Text provided:
■ ■ ■

INTERVIEW

From conspiracy theories to manifesting: How to navigate the age of "magical overthinking"

Salon chats with author Amanda Montell to learn more about cognitive biases in today's information age

By Nicole Karlis

Senior Writer

Published April 9, 2024 5:30AM (EDT)

Woman walks through door into natural landscape collage (Getty Images/We Are)
Woman walks through door into natural landscape collage (Getty Images/We Are)

When you lose a loved one, grief and magical thinking go hand in hand. That is why it's easy to feel completely understood by Joan Didion's book, "The Year of Magical Thinking," after experiencing a loss yourself. Indeed, it's what I turned to when I lost my stepdad a few years ago. Like Didion, I found myself getting tangled up in knots of magical thinking. If I saw a specific sequence of numbers or heard his favorite song, I took it as a sign that he was saying hello from the other side. Admittedly, as time has passed on, so too have these curious occurrences.

Today, magical thinking is no longer reserved for the grieving. In the current culture, it has taken up more space. It has had the ability to influence politics, impact peoples' personal health decisions and even cloud celestial events such as this week's total solar eclipse. We're in what author Amanda Montell calls "the age of magical overthinking," which is appropriately the name of her new book, "The Age of Magical Overthinking: Notes on Modern Irrationality."

After investigating the cultish influences in our society, which are riddled with magical thinkers, Montell said she became equally as curious about the cognitive biases so many people experience in everyday life. "I couldn't help but notice how confirmation bias could explain the astrology attitudes I was seeing among some of my smartest friends," she said, "like using Mercury's position in the cosmos to dictate their behavior."

■ ■ ■

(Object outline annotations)
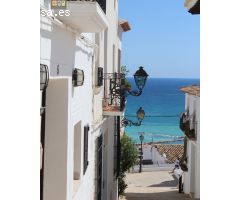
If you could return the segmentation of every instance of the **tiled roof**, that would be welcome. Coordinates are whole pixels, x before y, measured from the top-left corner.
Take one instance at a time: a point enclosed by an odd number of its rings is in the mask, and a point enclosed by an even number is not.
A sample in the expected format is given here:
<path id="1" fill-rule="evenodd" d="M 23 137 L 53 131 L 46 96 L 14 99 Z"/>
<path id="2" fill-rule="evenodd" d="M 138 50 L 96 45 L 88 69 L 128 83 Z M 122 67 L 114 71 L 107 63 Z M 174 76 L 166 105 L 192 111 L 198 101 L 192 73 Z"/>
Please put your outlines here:
<path id="1" fill-rule="evenodd" d="M 119 25 L 122 27 L 124 32 L 131 30 L 131 27 L 130 27 L 128 21 L 125 19 L 119 19 Z"/>
<path id="2" fill-rule="evenodd" d="M 174 163 L 177 158 L 180 159 L 184 152 L 183 144 L 156 144 L 155 147 L 161 155 L 166 155 L 169 163 Z"/>
<path id="3" fill-rule="evenodd" d="M 200 86 L 199 85 L 191 85 L 187 87 L 183 87 L 180 89 L 184 93 L 196 95 L 200 97 Z"/>

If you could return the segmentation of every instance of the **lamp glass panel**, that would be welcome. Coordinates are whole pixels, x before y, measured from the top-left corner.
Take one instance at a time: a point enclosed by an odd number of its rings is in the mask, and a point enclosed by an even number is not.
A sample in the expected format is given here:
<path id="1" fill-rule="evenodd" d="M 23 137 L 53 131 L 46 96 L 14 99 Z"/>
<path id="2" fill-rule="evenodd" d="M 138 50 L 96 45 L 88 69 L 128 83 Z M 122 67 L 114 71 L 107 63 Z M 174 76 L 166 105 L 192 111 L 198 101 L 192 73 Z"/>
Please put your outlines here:
<path id="1" fill-rule="evenodd" d="M 144 119 L 144 116 L 145 116 L 145 112 L 142 108 L 140 108 L 138 111 L 137 111 L 137 118 L 140 119 L 140 120 L 143 120 Z"/>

■ ■ ■

Written instruction A: What is the title of Amanda Montell's new book, according to the article on magical overthinking?
Written instruction B: Write out the stretch of the magical overthinking article from "When you lose" through "these curious occurrences.", swapping "stepdad" for "uncle".
Written instruction C: Please carry on the article about magical overthinking from the point where it stops.

Expected answer A: "The Age of Magical Overthinking: Notes on Modern Irrationality."

Expected answer B:
When you lose a loved one, grief and magical thinking go hand in hand. That is why it's easy to feel completely understood by Joan Didion's book, "The Year of Magical Thinking," after experiencing a loss yourself. Indeed, it's what I turned to when I lost my uncle a few years ago. Like Didion, I found myself getting tangled up in knots of magical thinking. If I saw a specific sequence of numbers or heard his favorite song, I took it as a sign that he was saying hello from the other side. Admittedly, as time has passed on, so too have these curious occurrences.

Expected answer C:
This led Montell to further investigate how cognitive biases, which are the errors in thinking that occur when people are processing information that affects decision-making, are clashing with the information age. Salon chatted with Montell to learn more.

This interview has been lightly edited for clarity and length.

How, exactly, do you define the age of "magical overthinking"? 

"Magical thinking," or the inclination to believe that your internal feelings, hopes and anxieties can affect external events, is an age-old human cognitive quirk. But I'm arguing that something called "magical overthinking" is sort of a new product of this era of information overload. We're living in a time when the answers to any question are available to us at the touch of a button. In theory, having access to more information should help the world make more sense. But, in fact, it seems to do the opposite.

In theory, having access to more information should help the world make more sense. But, in fact, it seems to do the opposite. 

I couldn't help but notice that so many of us in the past five to 10 years have had this shared juxtaposition of feeling a lot of pressure to know everything under the sun, yet at the same time, not always feeling empowered or emotionally quelled by facts or data, or what we believe are facts and data. And so I just really wanted to explore how this era of information overload is colliding with these mental shortcuts that we've been taking since the dawn of the human species.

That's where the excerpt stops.